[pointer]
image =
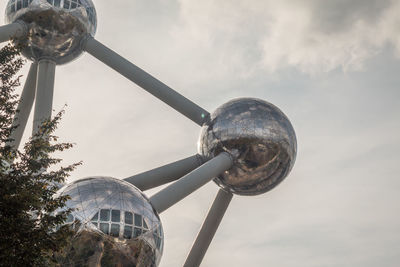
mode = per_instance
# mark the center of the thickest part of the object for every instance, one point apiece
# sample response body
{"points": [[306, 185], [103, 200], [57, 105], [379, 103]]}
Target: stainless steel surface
{"points": [[55, 27], [177, 191], [208, 229], [260, 138], [24, 106], [146, 81], [12, 30], [165, 174], [44, 93], [115, 224]]}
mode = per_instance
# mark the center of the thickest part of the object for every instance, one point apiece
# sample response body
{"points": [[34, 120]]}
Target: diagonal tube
{"points": [[191, 182], [208, 229], [13, 30], [44, 93], [24, 106], [165, 174], [146, 81]]}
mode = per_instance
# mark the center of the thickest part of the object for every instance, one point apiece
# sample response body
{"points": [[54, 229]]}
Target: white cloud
{"points": [[313, 36]]}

————

_The problem_
Copy out all of the records above line for line, leaving out the pictures.

_Answer in full_
[pointer]
image =
mode = per_instance
# mark the center of the thickest part of the object for every instance, one point apiece
# sample response body
{"points": [[306, 185], [103, 200], [57, 105], [379, 103]]}
Target: stainless steel surface
{"points": [[55, 27], [177, 191], [208, 229], [260, 138], [24, 106], [146, 81], [12, 30], [165, 174], [44, 93], [115, 224]]}
mode = per_instance
# mark the center of the thickest part of the object for every instance, one point apiece
# sample response body
{"points": [[34, 120]]}
Target: diagonal tube
{"points": [[191, 182], [208, 229], [13, 30], [44, 93], [24, 106], [165, 174], [146, 81]]}
mode = per_instance
# mark the center of the thickest part of the object for every instance, one point apiece
# sample response body
{"points": [[54, 229]]}
Target: white cloud
{"points": [[313, 36]]}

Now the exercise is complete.